From the September 1984 UNO Today

By Susan Tomich

 

In October of 1946, a grand opening was held at an Omaha University annex. Formerly a mechanic and welding classroom during Word War II, the building was redecorate and refurbished to serve as a student activities center on the 8-year-old campus at 60th and Dodge.

 

The annex contained lunch and soft drink facilities and was also used for card playing, ping pong, games and dancing.

 

A month later, the snack bar was christened the “Snack Shack.” The two winners of the naming contest were awarded $5 in trade for their winning entries. Among the 60 entries were suggestions such as the “Pow Wow Inn,” “The Crib,” “Happy,” and “Sittin’ Bull.”

 

The center was renamed the “Pow Wow Inn” in December because of copyright laws. In spite of the name change, the students called their gathering place, “The Shack.”

 

The “Pow Wow Inn” was vandalized in the spring of 1948. The leather chairs and sofas were slashed and initials were carved in the furniture. President of Omaha University at that time, Rowland Haynes, stated that the lounge would probably be converted into meeting rooms. By May, bids were being solicited on the pending conversion. Work was expected to begin in the summer. It didn’t.

Supplied information:

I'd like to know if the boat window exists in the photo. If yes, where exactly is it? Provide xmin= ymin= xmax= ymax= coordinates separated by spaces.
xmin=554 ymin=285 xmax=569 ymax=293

Problem statement:
Resume the article on the Omaha University student center after its last sentence, "It didn't." The material has no connection to the article on the Omaha University student center.

Exercise answer:
By 1954, President Milo Bail was looking into the building of a student union. Preliminary sketches and cost estimates were ordered from John Latenser & Sons by the OU Board of Regents.

 

Yet, the University held another grand opening for the “Club” in 1955. The “Club” was in the same building that had housed the “Snack Shack” and the “Pow Wow Inn.” At a cost of about 42,000, the social area sported new plywood chairs and colorful tabletops. “The later guaranteed to withstand assaults by anything but diamond rings and you won’t find many of those here,” said Charles Huff, vice president for business management at the university. The walls of the “Club” featured murals of OUampi drawn by former OU student Harlan Petersen.

 

The students still called their meeting place “The Shack.”

 

The wooden building behind the Administration building that housed “The Shack” was redecorated about every two years after its conversion to a student gathering place in 1946.

 

In the spring of 1958, OU started construction on a student center. Opening in early 1960, it was the fifth new building on the campus. It contained a main lounge, 10 meeting rooms, a cafeteria and a bookstore that was described as a “self-service supermarket.” Its emphasis was on “social, cultural, recreational and intellectual life.” A brochure proclaimed, “This new building offers a wholesome, refined, atmosphere where people can meet, meditate, talk, relax, eat and, if they chose, just play.”

 

The student center was renamed the Milo Bail Student Center in 1965 when President Bail retired. At a cost of $1,340,000 the students no longer could call their meeting place “The Shack.”

 

After the opening of the new student center, “The Shack” was used at different times for AFROTC, the Purchasing Department, the Gateway offices and a ceramics laboratory. It was torn down in the summer of 1982. Upon learning of “The Shack’s” fate, one alumnus said, “If I’d known they were going to tear it down,a  bunch of us would have gotten together and ahead a party. That place meant a lot to us.”